== TASK DATA

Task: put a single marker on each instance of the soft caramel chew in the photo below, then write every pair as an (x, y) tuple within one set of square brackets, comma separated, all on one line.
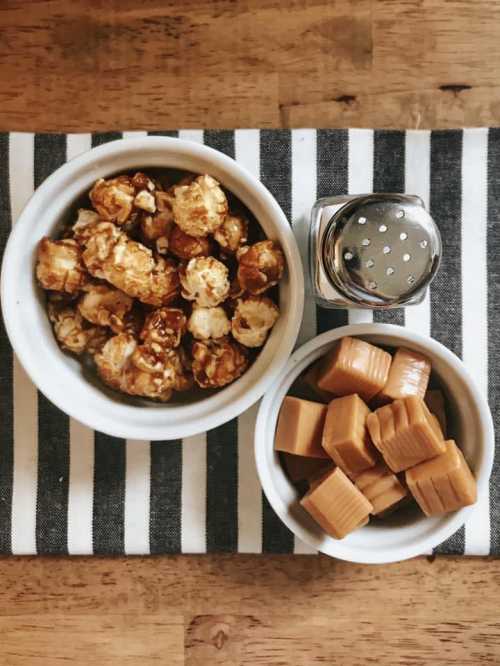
[(300, 428), (354, 366), (409, 375), (405, 433), (300, 468), (381, 487), (435, 402), (444, 483), (336, 504), (345, 436)]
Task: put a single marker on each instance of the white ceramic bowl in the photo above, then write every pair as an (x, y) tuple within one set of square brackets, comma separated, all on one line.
[(406, 533), (59, 376)]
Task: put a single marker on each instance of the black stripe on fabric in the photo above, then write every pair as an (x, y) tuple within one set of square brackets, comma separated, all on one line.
[(493, 262), (389, 176), (165, 497), (6, 360), (275, 173), (108, 519), (53, 424), (331, 179), (98, 138), (446, 289), (222, 442)]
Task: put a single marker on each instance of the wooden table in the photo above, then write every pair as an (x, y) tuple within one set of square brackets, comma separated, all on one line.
[(161, 64)]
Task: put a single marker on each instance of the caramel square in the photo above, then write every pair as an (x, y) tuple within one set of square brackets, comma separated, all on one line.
[(443, 484), (345, 435), (354, 366), (381, 487), (300, 428), (405, 433), (336, 504)]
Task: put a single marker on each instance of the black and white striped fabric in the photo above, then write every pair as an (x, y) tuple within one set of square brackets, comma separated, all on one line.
[(67, 489)]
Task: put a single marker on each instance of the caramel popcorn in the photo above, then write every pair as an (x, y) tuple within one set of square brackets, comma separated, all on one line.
[(253, 318), (165, 327), (59, 265), (218, 362), (208, 323), (232, 233), (205, 280), (130, 266), (200, 207), (105, 306), (260, 266)]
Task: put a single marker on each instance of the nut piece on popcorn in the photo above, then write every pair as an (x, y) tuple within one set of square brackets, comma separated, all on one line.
[(130, 266), (260, 266), (59, 265), (165, 327), (252, 320), (218, 362), (232, 233), (208, 323), (105, 306), (200, 207), (205, 280)]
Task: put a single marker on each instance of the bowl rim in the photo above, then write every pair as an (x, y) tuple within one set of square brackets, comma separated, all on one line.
[(266, 422), (80, 167)]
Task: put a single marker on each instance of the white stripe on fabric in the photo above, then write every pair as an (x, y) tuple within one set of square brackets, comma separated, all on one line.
[(137, 494), (418, 181), (475, 301), (360, 181), (80, 490), (21, 177), (303, 198), (194, 494), (249, 490)]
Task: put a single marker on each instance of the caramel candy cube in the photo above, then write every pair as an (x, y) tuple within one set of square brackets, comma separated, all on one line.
[(354, 366), (444, 483), (435, 402), (405, 433), (345, 435), (381, 487), (300, 468), (409, 375), (336, 504), (300, 428)]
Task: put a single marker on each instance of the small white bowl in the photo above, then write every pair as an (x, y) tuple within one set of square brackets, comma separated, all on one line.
[(59, 376), (406, 533)]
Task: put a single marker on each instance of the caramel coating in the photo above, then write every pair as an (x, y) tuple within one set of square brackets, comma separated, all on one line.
[(253, 319), (59, 265), (130, 266), (260, 266), (199, 207), (218, 362)]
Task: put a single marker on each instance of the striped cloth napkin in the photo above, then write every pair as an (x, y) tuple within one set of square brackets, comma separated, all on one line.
[(67, 489)]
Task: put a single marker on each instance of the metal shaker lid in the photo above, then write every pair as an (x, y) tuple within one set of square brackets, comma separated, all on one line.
[(381, 249)]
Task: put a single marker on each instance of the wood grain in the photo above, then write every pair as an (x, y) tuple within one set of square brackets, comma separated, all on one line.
[(104, 64)]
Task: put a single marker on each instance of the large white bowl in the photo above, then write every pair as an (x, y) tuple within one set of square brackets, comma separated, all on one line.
[(59, 376), (407, 533)]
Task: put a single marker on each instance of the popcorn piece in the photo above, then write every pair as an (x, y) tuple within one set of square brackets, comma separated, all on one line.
[(200, 207), (218, 362), (59, 265), (208, 323), (253, 319), (105, 306), (164, 327), (205, 280), (232, 233), (260, 266), (130, 266)]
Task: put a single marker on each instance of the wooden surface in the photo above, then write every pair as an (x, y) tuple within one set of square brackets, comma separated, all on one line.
[(76, 66)]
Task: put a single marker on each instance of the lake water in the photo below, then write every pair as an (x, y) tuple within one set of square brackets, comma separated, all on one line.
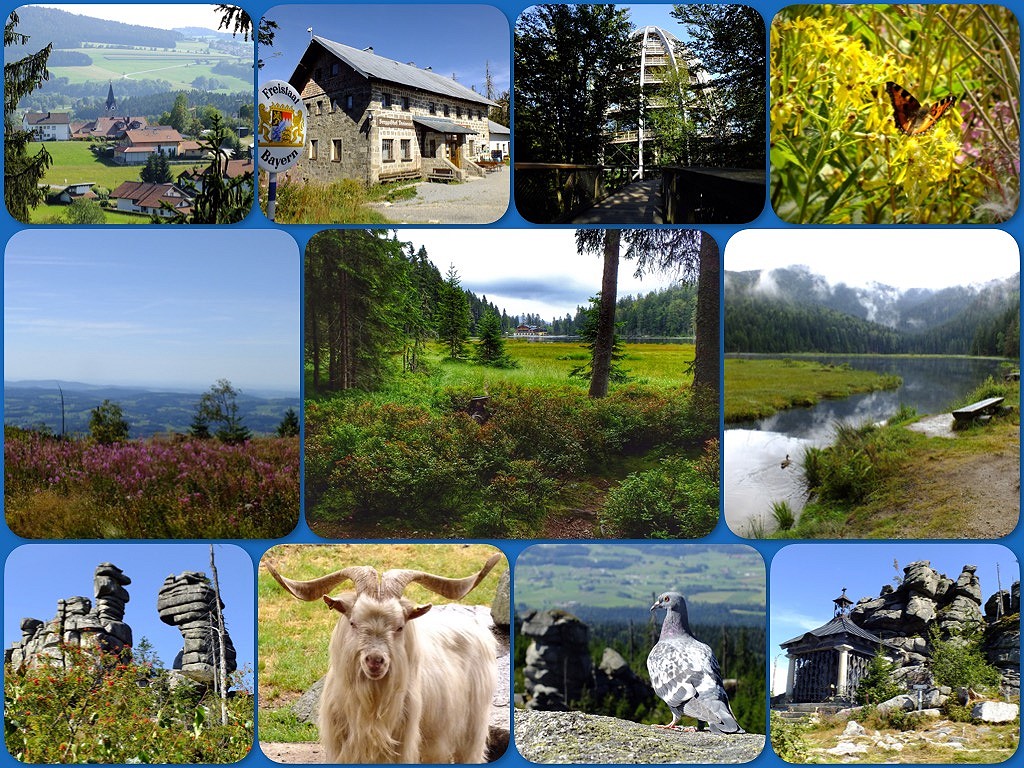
[(754, 452)]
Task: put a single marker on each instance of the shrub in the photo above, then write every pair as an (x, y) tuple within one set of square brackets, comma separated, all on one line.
[(108, 424), (878, 685), (783, 514), (87, 708), (960, 662), (679, 500), (787, 739)]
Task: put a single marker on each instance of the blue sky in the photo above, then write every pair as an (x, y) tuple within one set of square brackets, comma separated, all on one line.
[(526, 270), (459, 39), (36, 576), (805, 579), (164, 16), (158, 306)]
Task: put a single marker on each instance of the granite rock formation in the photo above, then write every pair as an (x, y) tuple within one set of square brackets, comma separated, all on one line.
[(558, 669), (188, 602), (92, 625), (904, 615)]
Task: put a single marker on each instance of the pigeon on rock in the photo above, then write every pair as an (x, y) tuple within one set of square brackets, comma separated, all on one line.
[(685, 673)]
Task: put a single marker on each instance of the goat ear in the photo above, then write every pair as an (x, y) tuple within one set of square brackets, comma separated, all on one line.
[(417, 610), (340, 605)]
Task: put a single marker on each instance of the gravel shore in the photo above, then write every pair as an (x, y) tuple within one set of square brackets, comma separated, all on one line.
[(478, 201)]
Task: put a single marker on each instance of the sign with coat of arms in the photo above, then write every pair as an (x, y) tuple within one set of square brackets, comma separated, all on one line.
[(281, 126)]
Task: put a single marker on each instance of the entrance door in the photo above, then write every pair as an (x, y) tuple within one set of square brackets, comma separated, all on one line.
[(454, 154)]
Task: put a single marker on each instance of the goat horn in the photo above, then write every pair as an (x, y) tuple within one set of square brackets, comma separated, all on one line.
[(364, 577), (395, 581)]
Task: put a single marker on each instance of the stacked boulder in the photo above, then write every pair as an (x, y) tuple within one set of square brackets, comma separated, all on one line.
[(558, 669), (904, 615), (94, 626), (188, 602)]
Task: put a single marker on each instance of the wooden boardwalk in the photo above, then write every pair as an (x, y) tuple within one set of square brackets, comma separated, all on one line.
[(638, 203)]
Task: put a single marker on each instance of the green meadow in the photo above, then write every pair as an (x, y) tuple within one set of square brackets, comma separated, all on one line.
[(758, 388), (180, 67), (545, 461)]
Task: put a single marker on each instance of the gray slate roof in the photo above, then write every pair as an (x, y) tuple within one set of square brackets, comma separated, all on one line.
[(47, 118), (494, 128), (371, 66), (441, 125), (838, 626)]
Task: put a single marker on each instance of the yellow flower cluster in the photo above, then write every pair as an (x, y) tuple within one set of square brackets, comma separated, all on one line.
[(837, 155)]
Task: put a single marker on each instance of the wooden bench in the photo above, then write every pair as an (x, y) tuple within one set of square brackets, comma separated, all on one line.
[(410, 173), (981, 409), (441, 174)]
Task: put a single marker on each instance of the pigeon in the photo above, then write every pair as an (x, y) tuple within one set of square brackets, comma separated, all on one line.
[(685, 673)]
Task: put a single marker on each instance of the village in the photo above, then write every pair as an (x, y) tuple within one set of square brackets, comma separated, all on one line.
[(160, 170)]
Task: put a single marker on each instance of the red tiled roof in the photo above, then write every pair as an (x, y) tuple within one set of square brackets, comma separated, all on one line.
[(47, 118), (145, 195), (157, 134)]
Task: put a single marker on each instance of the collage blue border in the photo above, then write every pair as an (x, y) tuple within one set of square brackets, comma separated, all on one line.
[(301, 235)]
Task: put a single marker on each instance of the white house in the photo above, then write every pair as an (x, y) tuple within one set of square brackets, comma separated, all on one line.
[(48, 126)]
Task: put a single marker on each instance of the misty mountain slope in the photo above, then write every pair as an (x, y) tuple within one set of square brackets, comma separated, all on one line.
[(795, 310)]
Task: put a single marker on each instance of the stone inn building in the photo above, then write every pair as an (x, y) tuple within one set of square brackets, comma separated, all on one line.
[(375, 120)]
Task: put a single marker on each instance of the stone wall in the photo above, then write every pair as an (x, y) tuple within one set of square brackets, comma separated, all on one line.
[(361, 128), (92, 625), (188, 602)]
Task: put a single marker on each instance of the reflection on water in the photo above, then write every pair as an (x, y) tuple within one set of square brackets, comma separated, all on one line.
[(753, 452)]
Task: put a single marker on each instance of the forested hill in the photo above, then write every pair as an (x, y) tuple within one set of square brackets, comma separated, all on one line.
[(67, 30), (795, 310)]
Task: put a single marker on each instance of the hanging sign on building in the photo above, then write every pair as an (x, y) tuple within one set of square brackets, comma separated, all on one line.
[(281, 126)]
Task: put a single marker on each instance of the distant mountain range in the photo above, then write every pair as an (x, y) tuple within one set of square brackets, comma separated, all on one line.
[(33, 403), (794, 309)]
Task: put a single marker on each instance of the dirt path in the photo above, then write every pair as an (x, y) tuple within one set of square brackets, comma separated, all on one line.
[(299, 752), (946, 494)]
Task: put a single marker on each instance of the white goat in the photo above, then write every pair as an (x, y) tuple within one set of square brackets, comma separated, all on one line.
[(398, 690)]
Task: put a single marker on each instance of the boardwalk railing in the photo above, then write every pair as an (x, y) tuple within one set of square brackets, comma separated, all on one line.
[(699, 196), (553, 193)]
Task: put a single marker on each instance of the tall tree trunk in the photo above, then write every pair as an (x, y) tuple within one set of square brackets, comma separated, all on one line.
[(707, 368), (601, 365), (222, 655)]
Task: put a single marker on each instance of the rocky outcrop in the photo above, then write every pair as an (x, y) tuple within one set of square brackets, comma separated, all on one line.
[(559, 671), (574, 737), (904, 615), (93, 625), (188, 602)]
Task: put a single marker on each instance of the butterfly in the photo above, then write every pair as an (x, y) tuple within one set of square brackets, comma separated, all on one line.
[(910, 118)]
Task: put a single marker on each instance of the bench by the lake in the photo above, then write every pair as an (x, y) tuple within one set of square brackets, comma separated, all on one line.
[(981, 409)]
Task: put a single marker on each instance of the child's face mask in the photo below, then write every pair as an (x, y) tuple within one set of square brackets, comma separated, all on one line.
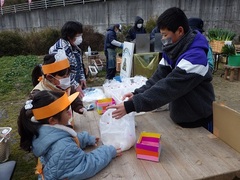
[(167, 41), (78, 40), (64, 83), (139, 26)]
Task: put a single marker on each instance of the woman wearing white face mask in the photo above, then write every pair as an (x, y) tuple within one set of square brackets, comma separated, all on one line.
[(54, 75), (136, 29), (71, 38)]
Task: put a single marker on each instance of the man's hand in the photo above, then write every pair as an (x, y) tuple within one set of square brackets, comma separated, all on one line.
[(119, 112)]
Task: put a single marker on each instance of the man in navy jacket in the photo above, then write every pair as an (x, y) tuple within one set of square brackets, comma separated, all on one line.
[(183, 78)]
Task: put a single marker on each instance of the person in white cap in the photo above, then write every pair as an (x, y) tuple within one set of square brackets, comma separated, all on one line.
[(197, 24), (110, 45)]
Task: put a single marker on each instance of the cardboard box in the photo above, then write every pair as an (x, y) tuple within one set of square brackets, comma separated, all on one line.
[(148, 146), (103, 103), (226, 124)]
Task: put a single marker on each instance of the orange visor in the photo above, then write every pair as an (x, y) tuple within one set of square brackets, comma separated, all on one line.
[(55, 107), (55, 67)]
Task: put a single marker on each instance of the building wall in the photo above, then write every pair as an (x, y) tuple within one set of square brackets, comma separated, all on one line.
[(215, 13)]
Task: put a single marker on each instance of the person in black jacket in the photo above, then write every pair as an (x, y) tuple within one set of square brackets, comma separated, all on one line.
[(136, 29), (110, 45), (182, 79)]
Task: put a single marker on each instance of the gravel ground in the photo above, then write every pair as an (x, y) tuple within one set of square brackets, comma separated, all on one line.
[(226, 91)]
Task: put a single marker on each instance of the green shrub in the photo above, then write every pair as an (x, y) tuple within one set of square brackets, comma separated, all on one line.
[(93, 39), (38, 43), (12, 43), (16, 74)]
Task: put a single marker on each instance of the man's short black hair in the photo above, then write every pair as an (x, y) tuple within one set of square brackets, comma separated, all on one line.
[(172, 19), (70, 29)]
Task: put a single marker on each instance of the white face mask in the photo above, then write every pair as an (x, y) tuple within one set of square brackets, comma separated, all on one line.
[(167, 41), (64, 83), (139, 26), (78, 40)]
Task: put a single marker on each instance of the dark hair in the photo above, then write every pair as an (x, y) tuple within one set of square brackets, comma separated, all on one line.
[(172, 19), (37, 71), (28, 129), (70, 29)]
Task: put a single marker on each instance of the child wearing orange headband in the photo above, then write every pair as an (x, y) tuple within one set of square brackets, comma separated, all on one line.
[(43, 131), (55, 76)]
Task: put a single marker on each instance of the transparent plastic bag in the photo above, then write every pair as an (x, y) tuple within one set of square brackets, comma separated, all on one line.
[(118, 132)]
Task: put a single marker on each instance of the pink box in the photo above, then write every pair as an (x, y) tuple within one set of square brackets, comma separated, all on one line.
[(148, 146), (103, 103)]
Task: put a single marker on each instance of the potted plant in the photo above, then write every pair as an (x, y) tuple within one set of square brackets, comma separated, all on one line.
[(233, 57), (219, 37)]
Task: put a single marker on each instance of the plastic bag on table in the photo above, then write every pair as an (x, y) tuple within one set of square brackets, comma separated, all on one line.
[(118, 132)]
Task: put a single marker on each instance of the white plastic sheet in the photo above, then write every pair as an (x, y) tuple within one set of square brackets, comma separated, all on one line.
[(118, 132)]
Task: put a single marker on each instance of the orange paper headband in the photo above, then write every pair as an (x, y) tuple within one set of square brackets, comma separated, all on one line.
[(55, 67), (55, 107)]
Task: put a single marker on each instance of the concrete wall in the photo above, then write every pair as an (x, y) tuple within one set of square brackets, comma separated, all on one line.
[(215, 13)]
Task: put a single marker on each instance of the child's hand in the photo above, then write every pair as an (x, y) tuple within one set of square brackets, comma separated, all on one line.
[(119, 152), (97, 140)]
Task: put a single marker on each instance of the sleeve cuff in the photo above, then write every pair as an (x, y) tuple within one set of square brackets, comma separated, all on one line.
[(129, 106)]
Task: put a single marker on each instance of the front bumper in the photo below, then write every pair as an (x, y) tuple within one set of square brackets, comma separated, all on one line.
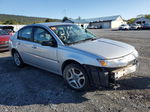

====

* **WHAT THIS TASK INVOLVES**
Could you turn the records from the line containing "the caramel coating" through the line containing "[(59, 376), (407, 533)]", both included, into a numbered list, leaving out any blank lines?

* **OUTPUT BELOW**
1. Task: put a single marker on each instance of the caramel coating in the photo above, then write every pair as an (x, y) tuple within one set of square brackets, comma separated, all on one line.
2. [(253, 319), (59, 265), (130, 266), (260, 266), (199, 207), (218, 362)]
3. Task: put a single marker on each instance of the striped cloth napkin in the photo above, then write every pair as an (x, y) tuple within one set of square brackets, comma separated, all on one line.
4. [(67, 489)]
5. Task: put a single marker on each instance of the metal shaker lid in the photo above, then write every pair as an (x, y) tuple within one set of square brackets, comma separated, all on one line.
6. [(381, 249)]
7. Task: put a single marker on each instance of the wood grain in the photo above, then write every pair as an (x, y) tuple within one set of square brackets, comma separated, all on one line.
8. [(104, 64)]
9. Task: put a single marker on each instance of the large white bowl in the photo above, then write every pair as an (x, y) tuple within one set of square brackets, comma separated, all on one line.
10. [(59, 376), (407, 533)]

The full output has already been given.